(Some records)
▶

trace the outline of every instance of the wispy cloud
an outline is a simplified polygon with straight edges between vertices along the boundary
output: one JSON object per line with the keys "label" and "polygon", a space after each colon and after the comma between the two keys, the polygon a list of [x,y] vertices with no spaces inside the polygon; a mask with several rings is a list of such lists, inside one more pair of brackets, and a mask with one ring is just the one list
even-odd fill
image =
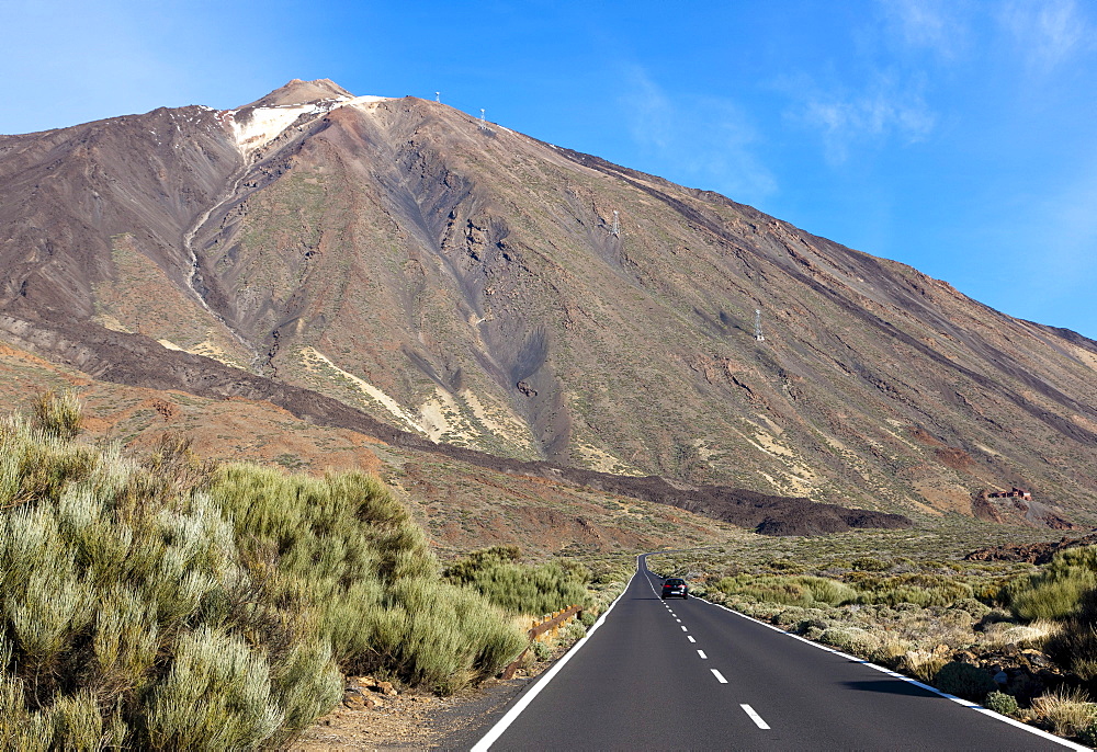
{"label": "wispy cloud", "polygon": [[879,0],[886,31],[911,48],[952,59],[968,46],[963,3],[957,0]]}
{"label": "wispy cloud", "polygon": [[679,182],[760,203],[778,191],[757,156],[756,129],[736,104],[722,98],[670,95],[640,66],[623,68],[620,103],[633,141]]}
{"label": "wispy cloud", "polygon": [[802,82],[795,88],[799,101],[790,116],[818,130],[827,161],[840,164],[858,146],[925,139],[937,116],[926,104],[924,89],[920,80],[901,81],[884,73],[855,92]]}
{"label": "wispy cloud", "polygon": [[1025,0],[1003,7],[999,20],[1013,35],[1030,72],[1050,73],[1094,48],[1094,26],[1075,0]]}

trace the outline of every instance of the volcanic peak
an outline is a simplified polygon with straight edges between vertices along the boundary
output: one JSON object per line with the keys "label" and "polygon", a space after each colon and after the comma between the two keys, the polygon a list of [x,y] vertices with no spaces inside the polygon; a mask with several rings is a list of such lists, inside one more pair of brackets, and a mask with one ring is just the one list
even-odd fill
{"label": "volcanic peak", "polygon": [[[245,156],[278,138],[303,116],[325,115],[337,107],[383,102],[387,96],[354,96],[329,79],[293,79],[260,100],[224,113],[237,148]],[[312,118],[309,118],[312,119]]]}

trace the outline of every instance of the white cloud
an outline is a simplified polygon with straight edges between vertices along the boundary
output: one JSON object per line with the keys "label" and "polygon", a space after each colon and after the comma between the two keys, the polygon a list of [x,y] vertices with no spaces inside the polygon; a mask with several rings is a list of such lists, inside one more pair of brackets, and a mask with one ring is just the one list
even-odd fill
{"label": "white cloud", "polygon": [[905,46],[951,59],[968,45],[968,24],[957,0],[879,0],[887,30]]}
{"label": "white cloud", "polygon": [[640,66],[626,67],[622,78],[633,141],[659,162],[649,171],[748,204],[777,193],[777,180],[756,155],[758,135],[734,102],[671,98]]}
{"label": "white cloud", "polygon": [[808,82],[799,87],[800,101],[791,115],[819,132],[827,161],[839,164],[857,146],[925,139],[937,116],[926,104],[924,88],[882,73],[858,92],[827,91]]}
{"label": "white cloud", "polygon": [[1095,30],[1075,0],[1010,2],[1002,9],[999,21],[1036,75],[1050,73],[1077,53],[1093,48]]}

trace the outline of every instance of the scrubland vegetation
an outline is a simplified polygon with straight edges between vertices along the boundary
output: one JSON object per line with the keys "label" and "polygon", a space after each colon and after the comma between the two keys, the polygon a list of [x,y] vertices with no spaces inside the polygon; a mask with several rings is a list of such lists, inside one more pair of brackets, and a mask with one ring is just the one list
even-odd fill
{"label": "scrubland vegetation", "polygon": [[441,578],[373,477],[75,441],[45,396],[0,422],[0,748],[285,745],[370,672],[453,692],[585,602],[581,567],[479,555]]}
{"label": "scrubland vegetation", "polygon": [[859,533],[648,561],[711,601],[1097,744],[1097,547],[1042,567],[974,562],[961,560],[976,547],[963,529],[951,534],[880,533],[877,552]]}

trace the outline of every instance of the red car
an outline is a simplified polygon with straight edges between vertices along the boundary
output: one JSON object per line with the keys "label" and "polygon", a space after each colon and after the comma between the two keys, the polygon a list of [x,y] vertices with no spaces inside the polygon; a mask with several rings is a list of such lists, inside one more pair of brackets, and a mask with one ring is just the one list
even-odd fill
{"label": "red car", "polygon": [[689,585],[686,584],[686,580],[680,577],[668,577],[663,581],[663,600],[666,601],[668,597],[689,597]]}

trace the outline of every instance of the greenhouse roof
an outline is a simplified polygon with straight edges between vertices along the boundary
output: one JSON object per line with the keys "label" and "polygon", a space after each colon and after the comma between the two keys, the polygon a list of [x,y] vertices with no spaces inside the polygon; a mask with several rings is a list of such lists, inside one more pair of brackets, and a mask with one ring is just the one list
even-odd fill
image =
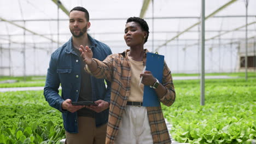
{"label": "greenhouse roof", "polygon": [[[58,9],[56,1],[0,1],[0,44],[8,48],[7,44],[25,43],[28,47],[43,49],[52,45],[42,44],[63,44],[71,35],[67,14],[76,6],[85,7],[90,13],[89,33],[111,48],[127,49],[123,39],[126,20],[139,16],[143,10],[150,29],[146,45],[149,49],[153,45],[159,50],[166,44],[178,44],[185,48],[197,45],[200,38],[200,0],[59,1],[61,9]],[[213,45],[220,38],[223,44],[245,39],[246,2],[206,0],[206,44]],[[248,2],[248,37],[255,38],[256,1]]]}

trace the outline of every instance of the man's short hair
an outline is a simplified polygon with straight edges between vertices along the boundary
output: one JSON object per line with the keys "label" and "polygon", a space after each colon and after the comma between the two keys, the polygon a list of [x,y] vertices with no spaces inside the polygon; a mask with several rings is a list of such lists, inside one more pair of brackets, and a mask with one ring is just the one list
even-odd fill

◀

**Aim:** Reproduce the whole listing word for word, setting aside any pictures.

**Reply to the task:**
trace the outline of every instance of the wispy cloud
an outline is a simplified polygon with straight edges between vertices along the boundary
output: one JSON object per line with the keys "label" and "polygon", a space after each colon and after the comma between the two keys, the polygon a list of [x,y] vertices with no spaces inside the polygon; a mask with several rings is a list of such lists, inside one more pair of brackets, and a mask with one ring is just the one list
even-odd fill
image =
{"label": "wispy cloud", "polygon": [[879,0],[886,31],[911,48],[952,59],[968,46],[963,3],[957,0]]}
{"label": "wispy cloud", "polygon": [[679,182],[760,203],[778,191],[757,156],[756,129],[736,104],[722,98],[670,95],[640,66],[623,68],[620,103],[633,141]]}
{"label": "wispy cloud", "polygon": [[802,82],[795,88],[799,101],[790,116],[818,130],[827,161],[840,164],[858,146],[925,139],[937,116],[926,104],[924,89],[920,80],[901,81],[884,73],[855,92]]}
{"label": "wispy cloud", "polygon": [[1025,0],[1003,7],[999,20],[1013,35],[1030,72],[1050,73],[1094,48],[1094,26],[1075,0]]}

trace the outline of every instance of the volcanic peak
an outline is a simplified polygon with straight edges between vertices along the boundary
output: one JSON object per line with the keys "label" and "polygon", a space after each colon and after the comma between the two keys, the polygon a list of [x,y] vertices with no spaces inside the polygon; a mask with several rings is a list of such lists, inside one more pair of brackets, and a mask with one ring is just the one list
even-odd fill
{"label": "volcanic peak", "polygon": [[[245,156],[278,138],[303,116],[325,115],[337,107],[383,102],[387,96],[354,96],[329,79],[293,79],[260,100],[224,113],[237,148]],[[312,118],[309,118],[312,119]]]}

trace the outline of every instance of the white cloud
an outline is a simplified polygon with straight edges between vertices along the boundary
output: one JSON object per line with the keys "label" and "polygon", a space after each colon and after the comma between the two keys, the polygon a list of [x,y] vertices with no spaces inside the polygon; a mask with several rings is a list of such lists, inside one more pair of brackets, and a mask with one ring is just the one list
even-odd fill
{"label": "white cloud", "polygon": [[905,46],[951,59],[968,45],[968,24],[957,0],[879,0],[887,30]]}
{"label": "white cloud", "polygon": [[640,66],[626,67],[622,78],[633,141],[659,162],[649,171],[748,204],[777,193],[777,180],[756,155],[758,135],[734,102],[671,98]]}
{"label": "white cloud", "polygon": [[808,82],[799,87],[800,101],[791,115],[819,132],[827,161],[839,164],[857,146],[925,139],[937,116],[926,104],[924,88],[882,73],[858,92],[827,91]]}
{"label": "white cloud", "polygon": [[1095,30],[1075,0],[1010,2],[1002,9],[999,21],[1036,75],[1050,73],[1077,53],[1093,48]]}

trace the outline of every instance of the scrubland vegetation
an outline is a simplified polygon with straight edges between vertices along the boundary
output: one JSON object per line with the keys "label" and "polygon", a space after each colon and after the comma between the two keys, the polygon a list of [x,y] vertices with no spaces inside the polygon; a mask with several rings is a list of such lists, inside one more pair of brackets, and a mask with one ring is just the one list
even-odd fill
{"label": "scrubland vegetation", "polygon": [[441,578],[373,477],[75,441],[45,396],[0,422],[0,748],[285,745],[370,672],[453,692],[585,602],[581,567],[479,555]]}
{"label": "scrubland vegetation", "polygon": [[859,533],[648,561],[711,601],[1097,744],[1097,547],[1042,567],[974,562],[961,560],[976,547],[963,529],[951,534],[880,533],[877,552]]}

trace the outline of every instance of the red car
an outline is a simplified polygon with straight edges between vertices along the boundary
output: one JSON object per line with the keys "label" and "polygon", a space after each colon and after the comma between the two keys, the polygon a list of [x,y] vertices with no spaces inside the polygon; a mask with several rings is a list of such lists, inside one more pair of brackets, and a mask with one ring is just the one list
even-odd fill
{"label": "red car", "polygon": [[689,585],[686,584],[686,580],[680,577],[668,577],[663,581],[663,600],[666,601],[668,597],[689,597]]}

trace the outline of every instance of the greenhouse roof
an outline is a simplified polygon with straight edges between vertices along the boundary
output: one JSON object per line with the keys "label" and "polygon", a space after each colon and after the comma between the two keys, the polygon a list of [x,y] vertices with no spaces inside the polygon; a mask with several rings is a list of such lists, inside one more pair of brackets, and a mask with one ring is just the one list
even-odd fill
image =
{"label": "greenhouse roof", "polygon": [[[58,9],[56,1],[0,1],[0,44],[8,48],[7,44],[25,43],[28,47],[43,49],[52,45],[42,44],[63,44],[71,35],[67,14],[76,6],[85,7],[90,13],[89,33],[111,48],[127,49],[123,39],[126,20],[139,16],[143,10],[150,29],[146,45],[149,49],[153,45],[159,50],[166,44],[178,44],[185,48],[197,45],[200,38],[200,0],[59,1],[61,9]],[[213,45],[220,38],[223,44],[245,39],[246,2],[206,0],[206,44]],[[248,2],[248,37],[255,38],[256,1]]]}

trace the outline of every instance of the man's short hair
an outline is a simplified polygon with straight edges between vertices along the boundary
output: one JSON object per line with the keys "label" and "polygon", a space after each colon and after the comma between the two keys, the polygon a list of [x,y] vertices with no spaces inside the polygon; a mask with several rings is a list of such lists, inside one more pair of brackets, and a mask with one ring is just the one list
even-odd fill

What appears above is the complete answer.